[[ STUDY TEXT, beginning ]]

This insight led Adam to recognize that he and the engineering and product teams at Yammer were not just building a product but building a company (at least, if they were going to be effective). He began to investigate what it would mean not just to rapidly iterate on Yammer’s product but to iterate the organization’s structure itself.
In other words, he began to explore whether Yammer could become more Responsive. What Adam was clear on, was that their product didn’t exist in isolation. Yammer, as a communication platform for enterprise businesses, was particularly well placed to recognize the challenges of the current working world. Eventually, Adam put these thoughts into a manifesto and shared them with CEOs and C-level executives. The response was an enthusiastic affirmation of their ideas. The result of this thinking led Adam to co-found the Responsive Org movement.
Experiments in Education
Adam realized the education system in North America is largely still reliant on an assembly-model way of teaching and thinking. Consider the structure of most schools: there are grades, segregated by age; there are alarm bells which tell students when to move from one classroom to the next. The most common form of learning is to passively sit and absorb lectured lessons.
More subtly, subjects are taught according to a linear progression. Math education in the United States, for example, moves from algebra, to geometry, to advanced algebra, to precalculus, to calculus. This progression to trains students to think about math in a way that only entrenches a hierarchical, linear view of how to how the world works. School in the 21st Century is still designed to produce people to work in factories.

[[ STUDY TEXT, end ]]
[[ GIVEN DATA, beginning ]]

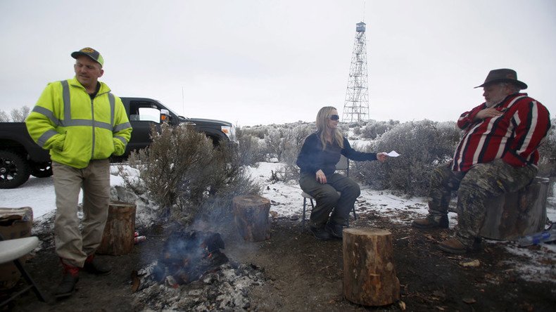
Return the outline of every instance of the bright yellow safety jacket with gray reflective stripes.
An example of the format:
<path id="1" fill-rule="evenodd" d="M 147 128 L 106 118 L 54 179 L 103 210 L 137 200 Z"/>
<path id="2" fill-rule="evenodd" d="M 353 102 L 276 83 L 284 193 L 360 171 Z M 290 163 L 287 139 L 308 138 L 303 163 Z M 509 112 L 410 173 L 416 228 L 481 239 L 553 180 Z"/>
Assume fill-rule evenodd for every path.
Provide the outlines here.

[[ GIVEN DATA, end ]]

● **PROBLEMS AND TASKS**
[1] Can you condense the paragraph beginning "Adam realized the education system" in the Responsive Org excerpt into a short list of its main facts?
[2] Would you copy out the Responsive Org excerpt word for word, starting with "More subtly, subjects" and going on through "work in factories."?

● **EXERCISE SOLUTIONS**
[1]
- North American education still relies largely on an assembly-model way of teaching and thinking.
- Most schools sort students into grades by age.
- Alarm bells tell students when to move from one classroom to the next.
- The most common form of learning is passively sitting and absorbing lectured lessons.

[2]
More subtly, subjects are taught according to a linear progression. Math education in the United States, for example, moves from algebra, to geometry, to advanced algebra, to precalculus, to calculus. This progression to trains students to think about math in a way that only entrenches a hierarchical, linear view of how to how the world works. School in the 21st Century is still designed to produce people to work in factories.